- PROBLEM TO SOLVE
Would you transcribe the listing that follows, character for character, and omit its images?

Excerpts of location labeling data:
⟨
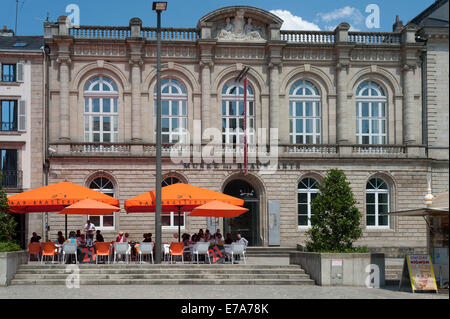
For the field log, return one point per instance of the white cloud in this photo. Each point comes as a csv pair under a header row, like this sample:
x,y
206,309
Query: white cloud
x,y
292,22
345,14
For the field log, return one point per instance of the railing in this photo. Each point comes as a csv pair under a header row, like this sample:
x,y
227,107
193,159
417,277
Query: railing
x,y
100,148
379,149
11,179
327,37
100,32
171,34
311,148
307,36
374,37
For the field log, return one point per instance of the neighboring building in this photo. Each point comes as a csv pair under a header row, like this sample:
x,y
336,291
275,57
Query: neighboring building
x,y
340,99
21,120
433,26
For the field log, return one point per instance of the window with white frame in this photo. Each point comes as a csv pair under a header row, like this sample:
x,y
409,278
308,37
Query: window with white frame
x,y
101,110
103,185
377,203
308,189
371,116
170,220
304,113
173,111
233,114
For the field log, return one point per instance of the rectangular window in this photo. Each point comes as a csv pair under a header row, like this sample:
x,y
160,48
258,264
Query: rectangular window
x,y
171,220
9,174
8,115
8,73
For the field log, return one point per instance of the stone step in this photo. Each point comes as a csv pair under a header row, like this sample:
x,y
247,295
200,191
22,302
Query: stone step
x,y
160,266
166,276
167,282
162,271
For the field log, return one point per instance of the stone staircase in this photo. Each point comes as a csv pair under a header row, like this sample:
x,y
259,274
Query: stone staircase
x,y
164,274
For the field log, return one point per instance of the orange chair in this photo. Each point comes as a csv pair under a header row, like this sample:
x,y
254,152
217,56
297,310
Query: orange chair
x,y
103,249
176,249
49,249
34,249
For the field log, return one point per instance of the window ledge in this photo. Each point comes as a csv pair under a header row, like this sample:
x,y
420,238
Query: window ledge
x,y
378,229
10,83
12,133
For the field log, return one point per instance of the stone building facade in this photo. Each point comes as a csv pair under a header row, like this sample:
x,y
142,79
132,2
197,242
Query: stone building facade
x,y
339,99
21,120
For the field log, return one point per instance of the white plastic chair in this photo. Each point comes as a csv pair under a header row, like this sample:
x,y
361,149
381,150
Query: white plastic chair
x,y
166,251
69,249
145,249
201,248
237,249
121,249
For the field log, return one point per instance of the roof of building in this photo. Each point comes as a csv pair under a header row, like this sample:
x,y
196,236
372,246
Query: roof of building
x,y
435,15
21,43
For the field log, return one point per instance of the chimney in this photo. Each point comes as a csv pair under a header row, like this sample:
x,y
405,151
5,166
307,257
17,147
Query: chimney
x,y
5,32
398,25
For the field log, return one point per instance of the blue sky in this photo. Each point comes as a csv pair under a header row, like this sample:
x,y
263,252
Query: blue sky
x,y
297,14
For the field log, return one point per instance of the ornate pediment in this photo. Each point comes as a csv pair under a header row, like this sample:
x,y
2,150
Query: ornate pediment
x,y
240,23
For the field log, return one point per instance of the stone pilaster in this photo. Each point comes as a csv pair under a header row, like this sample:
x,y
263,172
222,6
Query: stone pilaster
x,y
206,94
64,122
135,100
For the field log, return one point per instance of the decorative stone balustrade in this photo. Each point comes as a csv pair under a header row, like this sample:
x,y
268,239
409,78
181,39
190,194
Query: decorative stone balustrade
x,y
315,37
171,34
374,38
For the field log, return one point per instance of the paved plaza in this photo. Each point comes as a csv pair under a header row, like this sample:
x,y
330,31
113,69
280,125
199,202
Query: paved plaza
x,y
213,292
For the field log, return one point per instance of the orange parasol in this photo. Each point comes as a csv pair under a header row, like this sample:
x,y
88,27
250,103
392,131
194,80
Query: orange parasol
x,y
218,209
55,197
89,207
178,196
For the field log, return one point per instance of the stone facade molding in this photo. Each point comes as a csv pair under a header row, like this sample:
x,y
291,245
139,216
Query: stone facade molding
x,y
232,71
315,74
93,69
386,78
176,70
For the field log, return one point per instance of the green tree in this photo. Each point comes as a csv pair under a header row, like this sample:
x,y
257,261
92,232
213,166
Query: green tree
x,y
7,222
336,220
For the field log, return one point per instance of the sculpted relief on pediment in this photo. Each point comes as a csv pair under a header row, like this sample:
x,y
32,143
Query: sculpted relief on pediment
x,y
240,28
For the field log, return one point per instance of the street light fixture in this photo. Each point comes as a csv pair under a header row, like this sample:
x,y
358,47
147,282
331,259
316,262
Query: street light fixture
x,y
158,7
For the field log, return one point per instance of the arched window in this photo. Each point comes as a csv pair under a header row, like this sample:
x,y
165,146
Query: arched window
x,y
377,203
100,110
308,189
103,185
371,114
304,113
173,111
170,220
233,114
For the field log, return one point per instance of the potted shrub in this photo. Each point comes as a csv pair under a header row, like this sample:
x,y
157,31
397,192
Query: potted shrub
x,y
330,257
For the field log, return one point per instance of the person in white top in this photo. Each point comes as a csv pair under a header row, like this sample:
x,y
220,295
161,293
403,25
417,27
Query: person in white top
x,y
89,228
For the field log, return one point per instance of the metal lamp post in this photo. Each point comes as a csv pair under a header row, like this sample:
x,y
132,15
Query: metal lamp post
x,y
158,7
⟩
- EXPECTED ANSWER
For the field log, return one point per instance of the white cloud in this photo. Each point comes as a csv pair under a header row, like this sample:
x,y
206,309
Query: white cloud
x,y
292,22
345,14
For the field log, return one point per instance of the railing in this photo. Each point comes as a csv pair under a header row, like this sample:
x,y
227,107
193,159
417,277
Query: railing
x,y
100,148
379,149
11,179
327,37
100,32
171,34
311,148
307,36
374,37
For the field log, return one point per instance of the neighboring building in this photo. Each point comes as a csv pair under a header row, like this sample:
x,y
336,291
275,57
Query: neighboring building
x,y
340,99
21,120
433,26
For the field log, return one point per instance of the window with white frame in this photo. Each point comes as a csv pair under a header row, like this sample:
x,y
409,278
308,37
Query: window with white frame
x,y
101,110
103,185
377,203
308,189
371,116
170,220
304,113
173,111
233,114
For the field log, return one point per instance of the rectangular window in this photo. Each point comes as a csv pair under a header row, like this sample:
x,y
160,48
258,264
Query: rectangular window
x,y
171,220
9,174
8,115
8,73
For the field log, return one point per instance of the stone step in this photo. Each point comes as a csv pair under a header row, like this sample:
x,y
247,295
200,191
22,302
Query: stone step
x,y
160,266
166,276
167,282
162,271
For the field log, return one point per instance of the stone staircase in this photo. Each point comes as a csv pair under a header row, like this sample:
x,y
259,274
Query: stone staircase
x,y
164,274
For the field log, return one point per instance of the orange chair in this photo. Each point comes as a csv pair under a header row, like this sample:
x,y
254,152
217,56
297,310
Query: orange chair
x,y
103,249
176,249
49,249
34,249
For the field log, return one point per instance of the window ledge in this photo. Each point comes as a csv pair under a header row, like this sample:
x,y
420,238
Query: window ledge
x,y
378,229
10,83
12,133
For the field log, return one point per instance of the stone building facade in this photo. Each point comes as a csv pair under a header row, like this sample:
x,y
142,79
132,2
197,242
Query: stone building facade
x,y
339,99
21,120
For the field log, return one point per instance of the white plastic chair in this photo. Each point comes as a csv pair under a header row, like this sample:
x,y
361,149
381,150
Query: white plastic chair
x,y
166,251
69,249
145,249
201,248
237,249
121,249
For the field log, return one point per instance of the roof of building in this photo. Each point comes as a csv pair under a header row, like this sample:
x,y
196,236
372,246
Query: roof of building
x,y
435,15
21,43
For the field log, return one point per instance of the chimney in this photo. Each point comes as a csv pair under a header row, like this sample:
x,y
405,151
5,166
307,257
17,147
Query: chimney
x,y
5,32
398,25
For the field log, return one point per instance of the blue sky in this photo. Each point comes as a csv pair under a header row, like this sample:
x,y
263,252
Query: blue sky
x,y
297,14
For the field log, return one point per instance of the ornate pediment in this photo. Each point comes as a csv pair under a header row, like this sample:
x,y
2,150
Query: ornate pediment
x,y
240,23
For the field log, return one point per instance of the stone pilaster in this photo. Each point comes as a csv pair under a header row, like this sample:
x,y
263,172
222,6
Query: stone pilaster
x,y
206,94
64,122
135,100
For the field log, return one point per instance of the decorative stone balustrade in this photo. Each point comes as a csv pair under a header row, like this sample:
x,y
268,239
409,78
181,39
190,194
Query: decorative stone balustrade
x,y
315,37
171,34
374,38
For the field log, return one point per instance of the paved plaza in this photo. Each point comes as a csv pair under a header row, like this sample:
x,y
330,31
113,69
280,125
199,202
Query: paved plaza
x,y
213,292
For the field log, return one point per instance of the orange parasol in this photo. Each point comes as a csv pair under a header row, like this sample:
x,y
88,27
250,103
392,131
194,80
Query: orange parasol
x,y
218,209
55,197
89,207
178,196
For the field log, return one point per instance of the stone facade molding in this photo. Each point comes as a csv pair under a header row, like this sample:
x,y
291,245
139,216
Query: stone facade molding
x,y
232,71
315,74
93,69
386,78
176,70
For the field log, return one point per instance of the green tree in this photo. Each point comes as a csv pair under a header row, like this sample:
x,y
257,261
92,232
213,166
Query: green tree
x,y
7,222
336,220
For the field log, return one point per instance of the sculpted relief on pediment in this photo. Each point comes as a csv pair under a header row, like this sample:
x,y
32,143
Query: sculpted relief on pediment
x,y
240,28
For the field log, return one point per instance of the street light fixture in this photo. Each point comes as a csv pair under a header row, like this sample:
x,y
358,47
147,282
331,259
316,262
Query: street light fixture
x,y
158,7
For the field log, return one point per instance of the arched window in this photo. Each point comes as a csv pair under a header row, like this sample:
x,y
165,146
Query: arched window
x,y
377,203
100,110
308,189
103,185
371,114
304,113
173,111
170,220
233,114
For the field log, return one point per instance of the potted shrub in this photo. Each point comes as a csv pair under a header row, like this sample:
x,y
157,31
397,192
Query: potted shrub
x,y
330,257
For the field log, return one point per instance of the person in white top in this photo. Each point comes as a csv pair under a header row, like this sample:
x,y
220,295
161,293
403,25
417,27
Query: person in white top
x,y
89,228
For the field log, return one point per instance of the metal lamp post in this photo. Each point comes as a csv pair under a header row, like this sample:
x,y
132,15
Query: metal lamp post
x,y
158,7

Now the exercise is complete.